**Task to complete**
Your task is to transcribe all the entries exactly, excluding pictures.

[[ Task inputs, beginning ]]

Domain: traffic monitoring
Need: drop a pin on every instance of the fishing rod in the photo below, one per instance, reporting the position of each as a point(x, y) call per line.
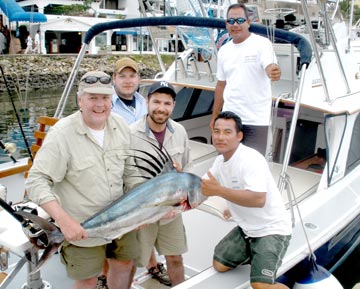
point(35, 234)
point(17, 115)
point(7, 150)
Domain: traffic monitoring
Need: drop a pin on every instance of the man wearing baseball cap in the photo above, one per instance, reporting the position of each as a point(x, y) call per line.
point(168, 236)
point(131, 105)
point(126, 101)
point(73, 177)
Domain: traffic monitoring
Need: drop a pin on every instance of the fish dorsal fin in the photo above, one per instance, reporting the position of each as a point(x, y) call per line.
point(159, 163)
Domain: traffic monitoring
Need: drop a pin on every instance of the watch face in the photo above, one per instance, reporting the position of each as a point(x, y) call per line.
point(206, 54)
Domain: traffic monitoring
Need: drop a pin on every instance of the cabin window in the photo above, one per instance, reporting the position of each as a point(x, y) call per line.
point(183, 98)
point(204, 103)
point(353, 158)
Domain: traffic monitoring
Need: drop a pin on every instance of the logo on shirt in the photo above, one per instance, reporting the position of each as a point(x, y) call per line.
point(267, 272)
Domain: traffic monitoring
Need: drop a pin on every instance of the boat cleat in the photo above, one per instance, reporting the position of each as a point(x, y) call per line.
point(4, 258)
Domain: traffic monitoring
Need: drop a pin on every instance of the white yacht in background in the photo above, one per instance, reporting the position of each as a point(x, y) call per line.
point(314, 153)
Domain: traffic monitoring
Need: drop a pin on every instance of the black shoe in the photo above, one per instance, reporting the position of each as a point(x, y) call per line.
point(101, 283)
point(159, 273)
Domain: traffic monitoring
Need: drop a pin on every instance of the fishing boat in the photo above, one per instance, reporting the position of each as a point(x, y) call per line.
point(313, 147)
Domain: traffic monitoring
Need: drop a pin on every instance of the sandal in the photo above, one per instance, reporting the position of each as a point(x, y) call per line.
point(159, 273)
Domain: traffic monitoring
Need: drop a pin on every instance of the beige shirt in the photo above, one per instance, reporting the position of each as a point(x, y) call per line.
point(72, 168)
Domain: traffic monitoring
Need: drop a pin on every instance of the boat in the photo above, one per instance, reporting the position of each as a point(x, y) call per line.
point(314, 152)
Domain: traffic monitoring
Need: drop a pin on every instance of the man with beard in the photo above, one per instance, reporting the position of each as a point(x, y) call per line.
point(126, 101)
point(167, 235)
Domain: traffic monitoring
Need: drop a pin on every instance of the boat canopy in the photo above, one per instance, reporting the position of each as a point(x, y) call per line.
point(16, 13)
point(280, 36)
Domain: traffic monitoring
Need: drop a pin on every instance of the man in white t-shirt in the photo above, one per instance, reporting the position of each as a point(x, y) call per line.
point(37, 42)
point(241, 175)
point(246, 66)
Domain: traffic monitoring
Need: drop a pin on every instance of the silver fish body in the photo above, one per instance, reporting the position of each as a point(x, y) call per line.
point(145, 204)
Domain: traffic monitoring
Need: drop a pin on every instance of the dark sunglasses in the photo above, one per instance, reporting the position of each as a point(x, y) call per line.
point(94, 79)
point(232, 21)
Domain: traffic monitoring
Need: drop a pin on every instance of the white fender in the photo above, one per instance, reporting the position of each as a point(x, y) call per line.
point(318, 278)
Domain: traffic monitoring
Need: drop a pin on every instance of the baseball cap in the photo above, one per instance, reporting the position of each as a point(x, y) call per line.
point(126, 62)
point(162, 86)
point(96, 82)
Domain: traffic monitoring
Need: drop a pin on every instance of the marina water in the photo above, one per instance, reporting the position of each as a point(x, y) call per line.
point(29, 106)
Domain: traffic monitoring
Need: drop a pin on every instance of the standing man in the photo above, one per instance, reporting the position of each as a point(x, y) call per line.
point(246, 66)
point(29, 43)
point(126, 101)
point(168, 236)
point(241, 176)
point(131, 105)
point(79, 171)
point(37, 49)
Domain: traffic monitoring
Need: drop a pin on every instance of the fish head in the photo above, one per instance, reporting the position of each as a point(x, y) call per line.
point(194, 195)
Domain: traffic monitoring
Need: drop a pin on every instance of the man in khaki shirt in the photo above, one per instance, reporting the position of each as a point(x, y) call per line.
point(77, 172)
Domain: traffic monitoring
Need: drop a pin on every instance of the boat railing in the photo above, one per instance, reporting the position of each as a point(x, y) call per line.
point(281, 36)
point(329, 39)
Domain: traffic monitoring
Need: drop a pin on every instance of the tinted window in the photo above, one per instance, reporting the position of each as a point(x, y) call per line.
point(204, 103)
point(353, 158)
point(182, 101)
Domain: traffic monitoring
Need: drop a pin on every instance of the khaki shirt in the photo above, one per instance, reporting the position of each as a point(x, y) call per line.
point(72, 168)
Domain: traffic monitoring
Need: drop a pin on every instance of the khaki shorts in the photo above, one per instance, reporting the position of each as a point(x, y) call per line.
point(87, 262)
point(168, 239)
point(265, 253)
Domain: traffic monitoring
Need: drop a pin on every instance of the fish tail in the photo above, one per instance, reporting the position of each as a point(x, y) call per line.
point(47, 236)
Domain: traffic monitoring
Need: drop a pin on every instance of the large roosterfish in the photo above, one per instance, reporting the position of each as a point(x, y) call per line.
point(166, 192)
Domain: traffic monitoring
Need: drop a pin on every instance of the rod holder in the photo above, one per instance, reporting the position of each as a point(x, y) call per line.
point(208, 70)
point(194, 68)
point(181, 66)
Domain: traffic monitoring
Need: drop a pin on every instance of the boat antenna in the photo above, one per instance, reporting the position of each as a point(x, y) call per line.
point(17, 115)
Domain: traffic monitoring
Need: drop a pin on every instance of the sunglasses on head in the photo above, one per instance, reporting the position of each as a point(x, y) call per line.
point(94, 79)
point(232, 21)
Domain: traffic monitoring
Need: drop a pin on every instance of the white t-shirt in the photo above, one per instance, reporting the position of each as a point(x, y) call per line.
point(248, 88)
point(247, 169)
point(37, 39)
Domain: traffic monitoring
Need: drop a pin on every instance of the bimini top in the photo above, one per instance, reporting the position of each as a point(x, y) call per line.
point(16, 13)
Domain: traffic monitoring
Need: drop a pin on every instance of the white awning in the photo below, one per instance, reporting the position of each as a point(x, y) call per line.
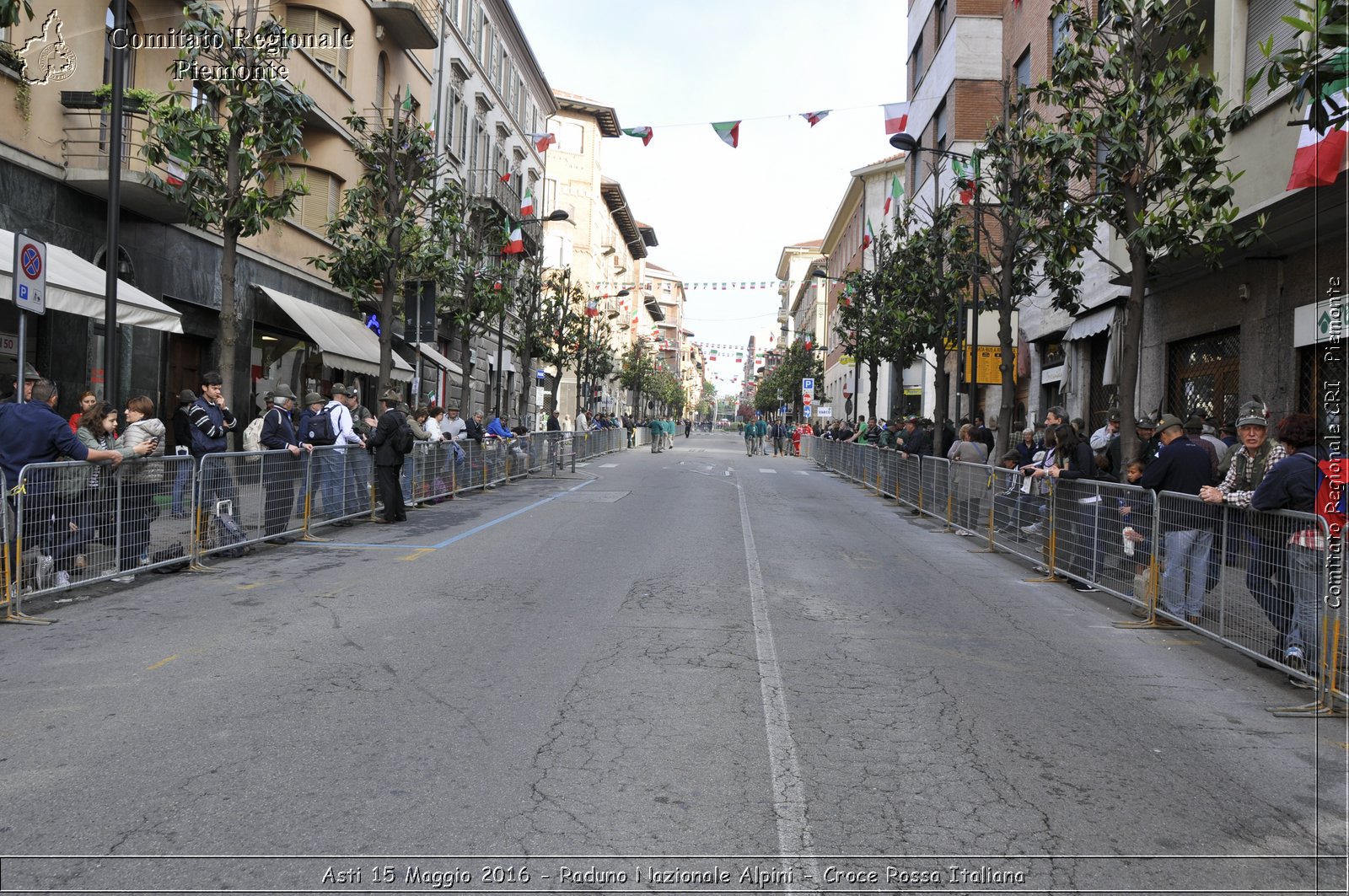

[[ Task inputs, end ]]

**Answer section**
Domain: traffic monitoring
Need: drop a pin on every instance of the fishing rod in the photo below, one per instance, reporting the position of each as a point(x, y) call per line.
point(35, 234)
point(17, 115)
point(7, 150)
Domain: traffic monitoring
Need: drop a pin on every instance of the man wearing baseball cap in the photo above, one per instance, reporting the position of each as a point(x, y) call per line.
point(168, 236)
point(131, 105)
point(126, 101)
point(73, 177)
Domain: traffic monitoring
Need: drop a pin on every instance of the fish dorsal fin in the photo above, one per instance, reporting the position of each as a point(x, y) call per line.
point(159, 163)
Domain: traffic monitoring
Need: drop a pin on every instance of the watch face in the photo above, one per instance, reporting the position of each as a point(x, y) call per line.
point(206, 54)
Domain: traffic monitoring
Need: drop a pin on every instance of the cabin window in the photo above, one per instance, reporting the position of each as a point(x, y) call per line.
point(183, 98)
point(204, 103)
point(353, 158)
Domain: traffic monitoring
Need: drop a pin on every instance of the logo on shirt in the photo above, one per instance, reporting the position of each as a point(x, y) call per line.
point(267, 272)
Domain: traffic monitoring
Need: drop a pin on every instance of the boat cleat in the photo above, one per instance, reporting the position of each as a point(x, y) call per line.
point(4, 258)
Domain: traffic monitoring
Need: drop a pin on every instance of the white yacht in background in the photo above, one per instance, reporting the position of each as a point(x, y) call per line.
point(314, 153)
Domain: traffic monitoring
Need: drop a pin on every instance of the black shoe in the photo above, one per instance, reporting the position of each as a point(x, y) call per line.
point(101, 283)
point(159, 273)
Domain: traffic monitoring
Need: drop a pin on every instance of the fishing boat in the photo above, one per instance, reporting the position of each as a point(x, y) call per line.
point(313, 147)
Domain: traffic monitoring
Need: drop a pin on every instance of the sandal in the photo above, one per instance, reporting the position of each as a point(x, y) call per line.
point(159, 273)
Domain: traffic monitoring
Need: drop a pin on every instance of the beige shirt in the photo above, one per instance, reporting the position of each as a point(x, y) call per line.
point(72, 168)
Domain: traffic monitoring
Need: drop a pin on every instance of the boat in the photo above, one per instance, reporting the position of each as a point(x, y) call per line.
point(314, 152)
Domain: traffic monitoring
Need: drop a pin on every instance of the man with beard in the photo above, one per instance, reporting the position of each as a point(x, y) call per line.
point(126, 101)
point(167, 235)
Domain: traffic monitoring
Need: drop a pin on every instance of the boat canopy in the photo above, one per instance, reporting the position of each as a point(x, y) call per line.
point(16, 13)
point(280, 36)
Domain: traffic monitoring
Need: drop a pin on every instance of the man in white t-shirt in the photo above, one per instance, reporting the position of each as a point(x, y) call per line.
point(37, 42)
point(241, 175)
point(246, 66)
Domain: traffic monitoring
Need: drop a pin on every instance of the silver fish body in the photo above, one per instance, reporting the position of each as a point(x, y) call per line.
point(145, 204)
Domain: traffic monitoring
Need: drop a pin on every instance of the dark sunglasses in the photo above, one per instance, reporting the position of each as a point(x, y) call per line.
point(94, 79)
point(232, 21)
Domain: traffic monitoring
Need: drop a pin on every instance of the white fender in the photo above, one per instance, reporting the position of each as a point(x, y) call per line.
point(318, 278)
Domain: traffic monitoring
Need: drop a pin on every instance of the baseball cap in the photo above, one per instance, reporting the position of each as a point(x, y) call per line.
point(126, 62)
point(162, 86)
point(96, 82)
Domain: traffic monitoring
Need: drop a pin on every instance of the marina water in the photo above, one per instance, reporting the position of each as a point(x, y) call per line.
point(29, 106)
Domain: traffic monitoring
Need: drop a pin on every instance of the standing man in the photo above, one per instance, reporting the position of each as a point(x, y) call per line.
point(246, 66)
point(29, 43)
point(126, 101)
point(168, 236)
point(241, 176)
point(131, 105)
point(79, 171)
point(37, 49)
Domain: traffic monitoring
Need: drop a pin on every instance of the fish head in the photo above, one per instance, reporting the position of each as a point(x, y) call per line.
point(194, 195)
Domain: traffic monitoring
Need: drop a pin on every instance of the man in khaki shirt in the photo above, one per instance, reporting the position of each as a point(x, y) call per line.
point(77, 172)
Domain: traffic monitoring
Need: drop a pin on every instance of the boat railing in the photo above, one per instance, reporting the position of each as a point(x, y) call per line.
point(281, 36)
point(329, 39)
Domain: traffic monitoring
Need: drop a pin on every instance of the tinted window in the photo above, one per instance, reporting the position of each as a point(x, y) call per line.
point(204, 103)
point(353, 158)
point(182, 101)
Domain: traffic monitoring
Need: drop a pin on every instance of the khaki shirt in the photo above, one per instance, reporting the position of each as a point(x, y) call per line.
point(72, 168)
Domain: traffic monitoring
Need: drop a pin on every instance of the khaki shorts in the photo above, one per instance, reporting the position of each as a point(x, y) call per line.
point(87, 262)
point(168, 239)
point(265, 253)
Domain: traffic monitoring
Need: drop a pin on every instance of the fish tail in the photo above, one per instance, reporting the position of each as a point(x, y) call per line.
point(47, 236)
Domain: traffic monitoring
Need: drop a pin on every instance of the large roosterfish in the photo above, one per instance, reporting the position of each as a point(x, y) call per line.
point(166, 192)
Domain: traffic monitoring
Need: drop a pin on every instance of the rod holder in the photo above, one per instance, reporting the position of each as a point(x, y) call per line.
point(208, 70)
point(194, 68)
point(181, 66)
Domain: traffic monitoring
Need: drop a pin on every instance of the boat antenna in the photo above, one per instance, reporting the position of each as a point(x, y) call per line.
point(17, 115)
Domain: traffic monitoring
Need: drop a pin on every instance of the sunglasses on head in the photo above, one per instance, reporting the position of each as a point(x, y) call per line.
point(94, 79)
point(232, 21)
Domain: traffic monitoring
Need: drop a pin on every instance of the white t-shirt in the photo above, one per instance, reporting the position of each as a point(x, y) call per line.
point(248, 88)
point(247, 169)
point(37, 39)
Domain: traffic monitoring
Need: drop a pin on every instance of the bimini top in the photo above, one per instance, reporting the position of each as a point(x, y) call per line.
point(16, 13)
Domain: traffic monitoring
Need: drop a pin on every instance of the white awning in the photo below, one per instance, reporting the position of each as a point(x, y) call per line.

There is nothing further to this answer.